探索:優雅地實現非同步方法的並行化

0611163發表於2023-02-09

接上篇 透過一個示例形象地理解C# async await 非並行非同步、並行非同步、並行非同步的併發量控制

前些天寫了兩篇關於C# async await非同步的部落格,
第一篇部落格看的人多,點贊評論也多,我想應該都看懂了,比較簡單。
第二篇部落格看的人少,點讚的也少,沒有評論。

我很納悶,第二篇部落格才是重點,如此吊炸天的程式碼,居然沒人評論。
部落格中的程式碼,就是.NET圈的大佬也沒有寫過,為什麼這麼說?這就要說到C# async await的語法糖了:
沒有語法糖,程式碼一樣寫,java8沒有語法糖,一樣能寫出高效能程式碼。但有了C# async await語法糖,水平一般的普通的業務程式設計師,哪怕很菜,也能寫出高效能高吞吐量的程式碼,這就是意義!
所以我說頂級大佬沒寫過,因為他們水平高,腦力好,手段多,自然不需要這麼寫。但對於普通程式來說,程式碼寫的複雜了,麻煩不說,BUG頻出。
標題我用了"探索"這個詞,有沒有更好的實踐,讓小白們都容易寫的並行非同步的實踐?

ElasticSearch的效能

下面透過一個es的查詢,來展示並行非同步程式碼的實用價值。
下面是真實環境中部署的服務的測試截圖:

379次es查詢,僅需0.185秒(當然耗時會有波動,零點幾秒都是正常的)。
es最怕的是什麼?是慢查詢,是條件複雜的大範圍模糊查詢。
我的策略是多次精確查詢,這樣可以利用es極高的吞吐能力。

有多快?

  1. 上述截圖只是其中一個測試,查詢分析的時間範圍較小(一個多月的資料量)
  2. 另一個服務介面,分析半年的資料量,大約72億+18億=90億,透過幾千次es請求,從這些資料中分析出結果,僅需幾秒。

為什麼這麼快?

  1. es叢集的伺服器較多,記憶體很大(300G,當然伺服器上不只有es),叢集本身的吞吐量很高。

----

» 練習任務
1. 根據上面這篇講非同步並行化的文章回答:
(a) 作者的第二篇部落格反響如何?
(b) 文中379次es查詢耗時多少?
(c) es叢集伺服器的記憶體有多大?
2. 從上面這篇講非同步並行化的文章的最後一句之後接著寫,寫出後續的一段內容。

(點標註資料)
----

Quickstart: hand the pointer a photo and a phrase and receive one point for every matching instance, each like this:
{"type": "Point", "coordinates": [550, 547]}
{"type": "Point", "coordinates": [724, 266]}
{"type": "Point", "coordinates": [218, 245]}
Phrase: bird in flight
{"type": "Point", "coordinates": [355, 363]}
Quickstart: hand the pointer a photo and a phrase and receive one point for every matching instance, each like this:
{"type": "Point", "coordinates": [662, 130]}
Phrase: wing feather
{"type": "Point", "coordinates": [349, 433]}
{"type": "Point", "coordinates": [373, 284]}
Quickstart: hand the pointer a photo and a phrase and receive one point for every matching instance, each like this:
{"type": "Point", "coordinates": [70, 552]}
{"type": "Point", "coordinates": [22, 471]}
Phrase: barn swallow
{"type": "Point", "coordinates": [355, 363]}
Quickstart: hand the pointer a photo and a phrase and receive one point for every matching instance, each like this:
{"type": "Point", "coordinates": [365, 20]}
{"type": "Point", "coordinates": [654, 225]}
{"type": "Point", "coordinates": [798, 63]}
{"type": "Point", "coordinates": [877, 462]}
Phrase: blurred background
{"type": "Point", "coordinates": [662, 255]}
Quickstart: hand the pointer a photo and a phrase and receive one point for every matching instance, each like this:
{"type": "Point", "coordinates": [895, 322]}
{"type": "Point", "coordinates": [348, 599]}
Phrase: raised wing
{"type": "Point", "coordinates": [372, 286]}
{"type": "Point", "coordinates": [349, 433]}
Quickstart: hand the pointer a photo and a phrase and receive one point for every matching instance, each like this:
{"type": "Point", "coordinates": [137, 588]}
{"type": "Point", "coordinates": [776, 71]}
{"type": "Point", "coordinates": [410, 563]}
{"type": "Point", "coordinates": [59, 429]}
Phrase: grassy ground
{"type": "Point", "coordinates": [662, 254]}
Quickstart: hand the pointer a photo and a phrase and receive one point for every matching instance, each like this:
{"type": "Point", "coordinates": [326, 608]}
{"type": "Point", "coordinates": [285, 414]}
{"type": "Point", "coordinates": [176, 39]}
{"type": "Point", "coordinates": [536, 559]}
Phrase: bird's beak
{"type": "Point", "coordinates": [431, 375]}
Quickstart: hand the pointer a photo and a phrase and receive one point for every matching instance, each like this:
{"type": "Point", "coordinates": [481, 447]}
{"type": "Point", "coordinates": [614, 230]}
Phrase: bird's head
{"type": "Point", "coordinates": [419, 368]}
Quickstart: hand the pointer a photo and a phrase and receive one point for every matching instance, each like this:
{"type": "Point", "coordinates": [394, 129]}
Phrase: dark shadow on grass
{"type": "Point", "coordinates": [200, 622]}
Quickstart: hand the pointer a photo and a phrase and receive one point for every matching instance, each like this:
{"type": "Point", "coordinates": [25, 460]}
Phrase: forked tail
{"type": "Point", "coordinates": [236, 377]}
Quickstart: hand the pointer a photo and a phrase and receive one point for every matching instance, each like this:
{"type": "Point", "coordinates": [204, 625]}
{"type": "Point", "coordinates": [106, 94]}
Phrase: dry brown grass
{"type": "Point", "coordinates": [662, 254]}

----

» 參考答案
1.
(a) 看的人少,點讚的也少,沒有評論。
(b) 僅需0.185秒。
(c) 300G。

2.
  2. 並行非同步效能高且吞吐量大!而C#語法糖使得並行非同步容易編寫。

為什麼要使用並行非同步?

既然查詢次數多,單執行緒或同步方式肯定是不行的,必須並行查詢。
並行程式碼,python、java也能寫。
但前同事寫的在雙層迴圈體中多次查詢es的python程式碼,就是同步方式。為什麼不併行查詢呢?並行肯定可以寫,但是能不寫就不寫,為什麼?因為寫起來複雜,不好寫,不好除錯,還容易寫出BUG。
重點是什麼?不僅要寫並行程式碼,還要寫的簡單,不破壞程式碼原有邏輯結構。

普通的非同步方法

普通的非同步方法大家都會寫,用async await就行了,很簡單。下面是我自己寫的,主要是在雙迴圈中多次非同步請求(由於是實際程式碼,不是Demo,所以程式碼有點長,可以大致看一下,主要看await xxx是怎樣寫的):

/// <summary>
/// xxx查詢
/// </summary>
public async Task<List<AccompanyInfo>> Query2(string strStartTime, string strEndTime, int kpCountThreshold, int countThreshold, int distanceThreshold, int timeThreshold, List<PeopleCluster> peopleClusterList)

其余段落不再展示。